_ИСХОДНЫЙ ФРАГМЕНТ_:
= = = = =

Стихотворение гораздо талантливее двух предыдущих; некоторые строки — исключительно удачны («…а вечером в поле за станцией / сверкнут проливные косцы»). Кроме пейзажной зарисовки присутствует и второй план — мысль о единстве микро- и макрокосма, о связи «внутреннего пейзажа» с внешним.

И все же не оставляет ощущение, что стихотворение написано на изношенном поэтическом материале. И становится это заметно именно тогда, когда автор пытается оживить этот материал за счет некоего смыслового и образного усложнения. Пусть у Гандельсмана не просто «проточная вода», а «вода жизнесмерти проточная»; не просто соцветия горят, но «соцветий горят образцы» (что, правда, кроме цветущего дерева, вызывает и образ сжигаемого зачем-то гербария); не просто «моментальный отклик», но «страда моментального отклика», да еще идущая в «воздушном синема» — все это нагромождение, безусловно, служит немалому украшению стиха, но отнюдь не приращению смысла, энергии, точности. Да и это «синема», изящно рифмующееся с синевой, уже встречалось у Строчкова в «Бузине» («Арион», 2008, № 1):

Ни души. Воздух бродит, звеня.

На фасетках полвека назад —

эти ягоды цвета огня,

угасающего на глазах.

Кадр уводит, и плавает звук —

вот такая идёт синема,

стрекоча мимо встреч и разлук…

Пустота. Маета. Синева.

Возможно, «За городом» родилось совершенно независимо от строчковской «Бузины». Но некая вторичность у Гандельсмана все же ощущается — не только в рифме, но и в образах, «оптике». Что лишний раз подтверждает: текст третьего уровня, «текст-отражение», может быть написан талантливо, но талантливость эта — в украшении, подновлении уже отработанного материала.

Чтобы не возникло ощущения, что проблема эпитета возникает только в пейзажной лирике, приведу пример из социальной поэзии. Или, если верить названию рубрики «Нового литературного обозрения», где этот текст напечатан (№ 108, 2011), — из «новой социальной поэзии». Два стихотворения из цикла Петра Чейгина «В переносице флага»:

Точёного вторника сыпь на рассаду

Крап от ненужного миру дождя

Треск по фасаду

Трона линкора…

Крохи пахучего шага

Общего т. е. вождя

В переносице флага.

А вот и второе:

Ветра бронзовый значок

Зацепился за плечо

Прямо сам стою на милость

Или дому из небес

Четверга паучий ворс

Бóльшая часть эпитетов действительно взята из расхожего словаря «гражданской» лирики. Общий, бронзовый, ненужный (миру), паучий… Равно как и существительных: трон, линкор, вождь, значок… Обращается с ними Чейгин по той же схеме, по какой Гандельсман пытается обновить, остранить отработанные эпитеты лирики пейзажной, — через прибавление к ним в родительном падеже еще одного существительного, или даже двух.

= = = = =

_СПИСОК ЗАДАЧ_:
• 1. Воспроизведите часть исходного фрагмента, начиная со слов «Прямо сам стою» и продолжая до слов «или даже двух.» включительно.
• 2. Определите, соответствует ли исходному фрагменту каждое утверждение: (a) рифма «синема» с синевой уже встречалась у Строчкова в «Бузине»; (b) автор утверждает, что «За городом» написано под прямым влиянием «Бузины»; (c) по мнению автора, смысловое и образное усложнение у Гандельсмана прибавляет стиху точности. Для каждого ответьте «да» или «нет» и приведите решающие слова фрагмента в точной цитате.
Перечень, приведенный далее, с исходным фрагментом никак не связан.

_БЛОК ДАННЫХ_:
= = = = =

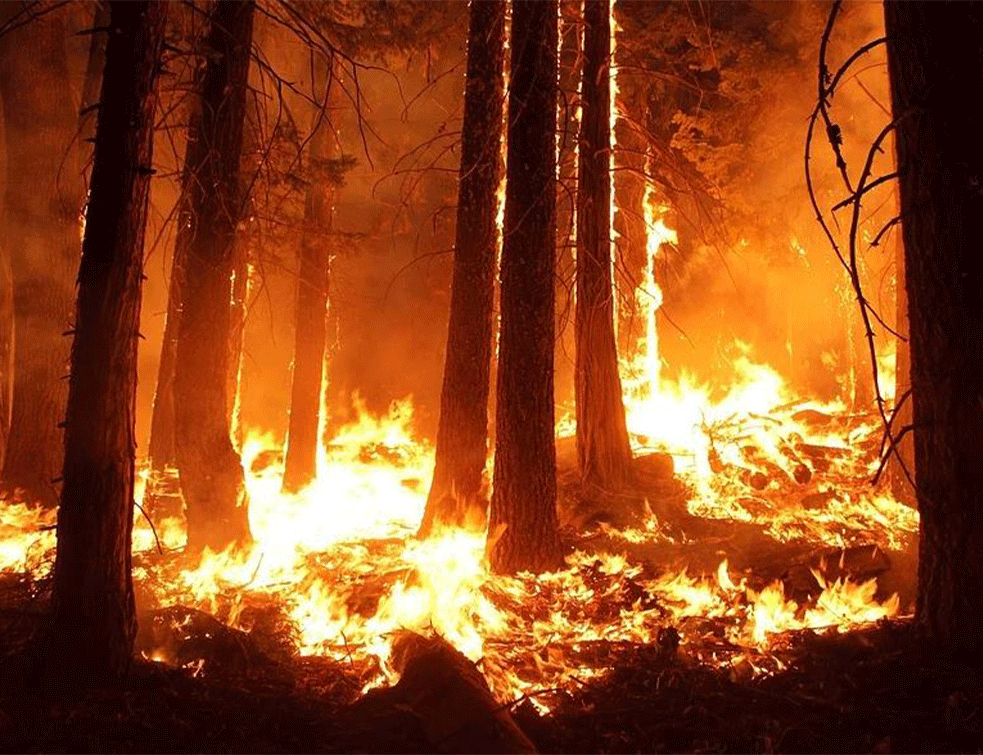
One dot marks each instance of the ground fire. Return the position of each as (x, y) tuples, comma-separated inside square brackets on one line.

= = = = =

_ПИСЬМЕННЫЕ ОТВЕТЫ_:
• 1.
Прямо сам стою на милость

Или дому из небес

Четверга паучий ворс

Бóльшая часть эпитетов действительно взята из расхожего словаря «гражданской» лирики. Общий, бронзовый, ненужный (миру), паучий… Равно как и существительных: трон, линкор, вождь, значок… Обращается с ними Чейгин по той же схеме, по какой Гандельсман пытается обновить, остранить отработанные эпитеты лирики пейзажной, — через прибавление к ним в родительном падеже еще одного существительного, или даже двух.

• 2.
(a) Да: «Да и это «синема», изящно рифмующееся с синевой, уже встречалось у Строчкова в «Бузине»».
(b) Нет: «Возможно, «За городом» родилось совершенно независимо от строчковской «Бузины»».
(c) Нет: «служит немалому украшению стиха, но отнюдь не приращению смысла, энергии, точности».